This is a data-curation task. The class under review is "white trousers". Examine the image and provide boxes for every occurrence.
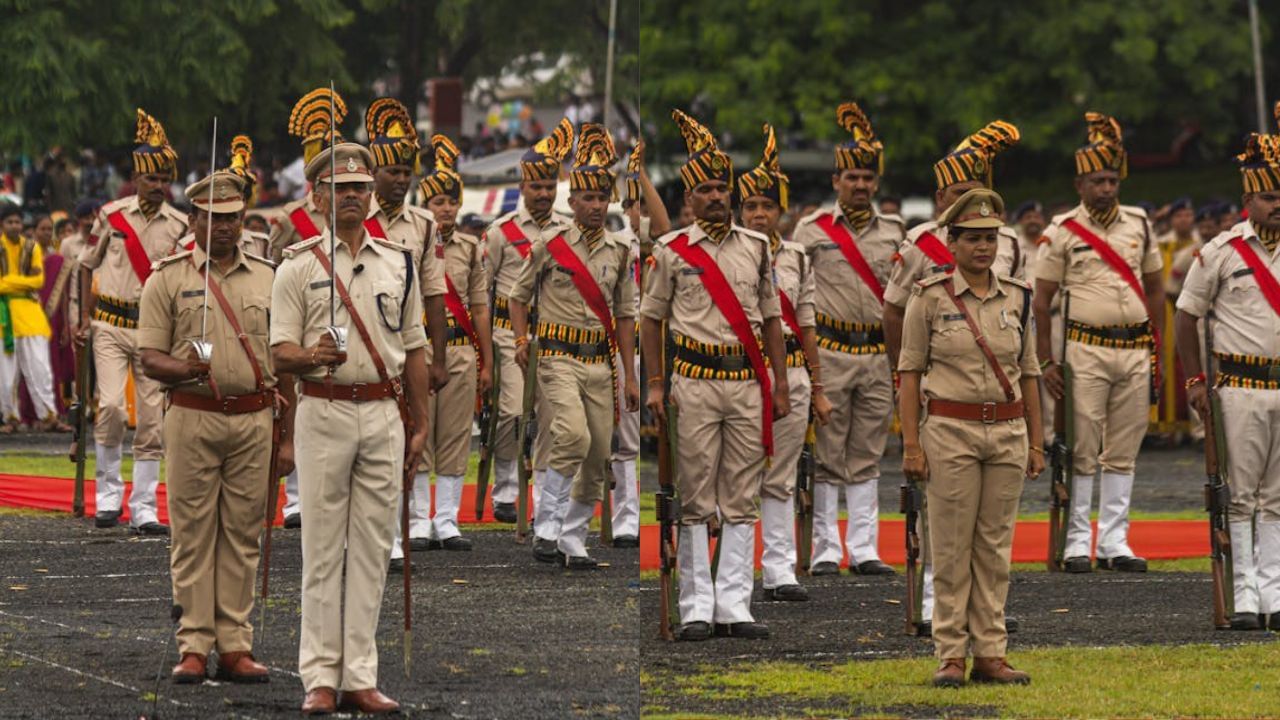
[0,336,56,421]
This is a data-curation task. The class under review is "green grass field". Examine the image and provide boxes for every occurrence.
[641,642,1280,719]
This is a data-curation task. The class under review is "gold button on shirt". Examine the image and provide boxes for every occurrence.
[898,271,1041,403]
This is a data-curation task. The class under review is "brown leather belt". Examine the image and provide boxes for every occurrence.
[170,389,273,415]
[928,398,1024,423]
[300,379,396,402]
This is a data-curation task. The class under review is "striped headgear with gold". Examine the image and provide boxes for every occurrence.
[132,109,178,178]
[288,88,347,165]
[227,134,255,200]
[366,97,420,171]
[624,143,642,203]
[834,101,883,173]
[673,109,733,191]
[1239,102,1280,193]
[521,118,573,182]
[737,123,789,211]
[569,123,618,200]
[419,134,463,202]
[1074,112,1127,178]
[932,120,1020,190]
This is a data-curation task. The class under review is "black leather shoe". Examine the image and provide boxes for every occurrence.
[851,559,896,576]
[283,513,302,529]
[408,537,430,552]
[611,535,640,548]
[915,620,933,638]
[676,621,712,641]
[492,503,517,523]
[1231,612,1262,631]
[764,584,809,601]
[132,521,169,536]
[94,510,120,528]
[560,554,599,570]
[810,561,840,576]
[1097,555,1147,572]
[714,622,770,639]
[441,536,472,551]
[1006,616,1019,634]
[532,538,559,563]
[1064,556,1093,573]
[1269,613,1280,632]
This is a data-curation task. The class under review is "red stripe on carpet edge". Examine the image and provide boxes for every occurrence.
[1,473,1207,571]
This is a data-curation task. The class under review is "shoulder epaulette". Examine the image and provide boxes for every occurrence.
[998,225,1020,239]
[245,252,276,268]
[101,196,132,215]
[1119,204,1149,221]
[282,236,324,259]
[454,231,481,246]
[246,229,269,242]
[796,208,831,227]
[916,273,950,289]
[736,226,769,243]
[1001,275,1032,290]
[371,234,408,253]
[907,221,941,242]
[161,204,188,225]
[874,213,905,228]
[152,249,193,271]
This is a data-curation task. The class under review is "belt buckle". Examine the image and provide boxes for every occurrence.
[1268,364,1280,382]
[350,382,369,401]
[221,397,235,414]
[981,402,997,424]
[721,355,747,372]
[849,331,868,346]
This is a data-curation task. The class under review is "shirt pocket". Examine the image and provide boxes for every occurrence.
[374,280,405,331]
[930,315,971,360]
[241,294,270,336]
[1225,270,1261,300]
[730,265,761,311]
[674,267,711,313]
[174,293,205,343]
[774,263,800,301]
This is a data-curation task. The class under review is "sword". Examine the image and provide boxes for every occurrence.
[323,80,347,357]
[187,117,217,365]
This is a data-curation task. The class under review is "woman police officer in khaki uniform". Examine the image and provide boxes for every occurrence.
[898,188,1045,687]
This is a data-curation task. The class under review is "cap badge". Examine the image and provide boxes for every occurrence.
[346,157,357,172]
[979,201,991,217]
[710,155,724,172]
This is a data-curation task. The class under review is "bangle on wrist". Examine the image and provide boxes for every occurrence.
[1028,445,1044,455]
[1040,358,1056,370]
[1185,372,1206,390]
[903,451,924,461]
[514,335,529,348]
[647,376,664,386]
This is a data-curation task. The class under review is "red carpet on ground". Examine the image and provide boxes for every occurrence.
[1,473,1207,570]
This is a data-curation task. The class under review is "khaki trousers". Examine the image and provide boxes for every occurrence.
[91,321,164,458]
[815,350,892,485]
[922,414,1026,660]
[671,374,765,525]
[492,326,522,462]
[1219,387,1280,523]
[1066,341,1150,476]
[537,354,614,503]
[423,344,476,476]
[296,395,404,692]
[761,365,812,500]
[164,404,272,656]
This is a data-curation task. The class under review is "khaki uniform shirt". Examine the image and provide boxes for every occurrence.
[1177,221,1280,358]
[773,238,815,334]
[640,223,780,344]
[366,195,440,271]
[240,230,269,259]
[1036,203,1162,327]
[1163,231,1203,298]
[793,210,904,324]
[437,231,490,317]
[268,196,323,264]
[137,241,277,396]
[885,221,1023,308]
[61,231,90,321]
[271,232,427,384]
[899,271,1040,403]
[485,203,572,300]
[79,196,187,302]
[510,225,636,328]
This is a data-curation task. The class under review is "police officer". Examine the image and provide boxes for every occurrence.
[1034,113,1165,574]
[138,171,287,684]
[642,110,791,639]
[509,123,639,568]
[75,109,187,534]
[899,188,1044,686]
[364,97,441,266]
[793,101,903,576]
[1175,121,1280,631]
[738,123,830,601]
[270,143,443,715]
[483,119,574,524]
[180,136,271,260]
[390,134,492,570]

(Work order): Print all the entries exactly as they appear, without the pictures.

(Response box):
This is a data-curation task. The class under review is "white trousers". Examine the image and provide boxes for every occurrence.
[0,336,56,421]
This is a data-curation task. The class under review is "green grass field". Examine the image and provide boxes for every occurrence.
[641,642,1280,719]
This is a data-curation task. The class under review is "gold button on shirt". Examine the image and provide boxes for every occurrence.
[898,271,1041,403]
This is a data-curation task. The class under review is "brown leather belt". Examine the image and provide boxes for every occurrence.
[170,389,273,415]
[928,398,1024,423]
[300,379,396,402]
This is a data-curation task. The class under review is "striped headgear with gold". Examine the image and provide boxes for every occurrence.
[132,109,178,178]
[288,88,347,165]
[227,134,255,200]
[366,97,420,171]
[624,143,642,203]
[834,101,883,173]
[673,109,733,191]
[1239,102,1280,193]
[521,118,573,182]
[737,123,789,211]
[569,123,618,200]
[419,134,463,202]
[1074,112,1127,178]
[932,120,1020,190]
This is a data-curation task. The class under review is "black leather shoe". Examine the image and provide boxes for every occurrence.
[851,559,896,576]
[283,513,302,529]
[408,537,430,552]
[611,535,640,548]
[915,620,933,638]
[676,621,712,641]
[492,503,517,523]
[1231,612,1262,631]
[764,584,809,601]
[132,521,169,536]
[94,510,120,528]
[560,554,599,570]
[810,561,840,576]
[1097,555,1147,572]
[714,622,770,639]
[441,536,472,551]
[1006,616,1019,634]
[532,538,559,563]
[1064,556,1093,573]
[1269,613,1280,632]
This is a data-curation task. The class under review is "red stripe on carpet edge". Examine the image and provide boxes for every occurrence.
[1,473,1207,571]
This is a data-curation task. The class under review is "shoulder epaulette". Examine the image and provide boxes for every occurrence.
[998,225,1020,239]
[245,252,276,268]
[101,196,132,215]
[1119,204,1149,221]
[282,236,324,259]
[454,231,481,246]
[246,229,269,242]
[796,208,831,227]
[916,273,950,289]
[736,226,769,243]
[1001,275,1032,290]
[371,234,408,253]
[907,221,941,242]
[161,204,188,225]
[874,213,905,228]
[152,249,193,271]
This is a data-curation task. The class under review is "belt buckle". Examine the image and provide boxes for every occurrence.
[1268,364,1280,382]
[350,382,369,401]
[221,397,235,414]
[981,402,997,424]
[721,355,747,372]
[849,331,868,346]
This is a data-curation task. The class under review is "shirt pocket". Examine the image and provide boxes for every occurrence.
[374,280,405,331]
[930,315,971,360]
[241,294,270,336]
[1225,270,1261,300]
[730,265,761,311]
[674,267,711,313]
[174,293,205,343]
[774,263,800,301]
This is a data-curation task. The class under review is "sword". Examine the image and provide boxes for every occurrence.
[323,80,347,357]
[187,117,217,365]
This is a data-curation task. The class under review is "woman police officer in khaki uniform". Examine the image and provide boxes for every occurrence.
[898,188,1045,687]
This is a data-curation task. The class under review is "cap badge". Examine the image and provide boxes for every occurrence.
[346,157,357,172]
[979,201,991,217]
[710,155,724,172]
This is a data-curation task. The class under review is "bangle on wrist". Examine the image and provide boxes for every occurrence.
[1028,445,1044,455]
[1040,358,1056,370]
[1185,372,1206,390]
[903,451,924,461]
[514,335,529,348]
[647,376,664,386]
This is a data-curation task. The class under review is "red carpet on ground". Examine the image and provide boxes for every occurrence.
[1,473,1207,570]
This is a data-curation task. The class under review is "khaki trousers". Examine the image and provide boxes for every occurrence.
[91,321,164,458]
[815,350,892,485]
[922,414,1026,660]
[671,374,765,525]
[492,326,522,462]
[1219,387,1280,523]
[1066,341,1150,476]
[537,354,614,503]
[423,344,476,476]
[296,395,404,692]
[761,365,812,500]
[164,404,272,656]
This is a data-curation task. The class under review is "khaki uniform shirt". Examine the image and provide boxes for every occurrence.
[1177,221,1280,358]
[773,238,815,334]
[640,223,780,344]
[366,195,440,271]
[240,230,269,259]
[1036,203,1162,327]
[1163,231,1203,298]
[793,210,904,324]
[437,231,490,317]
[268,196,323,264]
[137,241,277,396]
[885,221,1023,308]
[61,231,90,321]
[271,232,427,384]
[899,271,1040,403]
[485,203,572,300]
[79,196,187,302]
[510,225,636,328]
This is a data-curation task. The class under review is "police officer". Examine the image and provide boxes for every occurrence.
[1034,113,1165,574]
[138,171,287,684]
[642,110,791,639]
[509,123,639,568]
[75,109,187,534]
[899,188,1044,686]
[364,97,441,266]
[793,101,903,576]
[1175,121,1280,631]
[738,123,830,601]
[270,143,443,715]
[483,119,574,524]
[180,136,271,260]
[390,134,492,570]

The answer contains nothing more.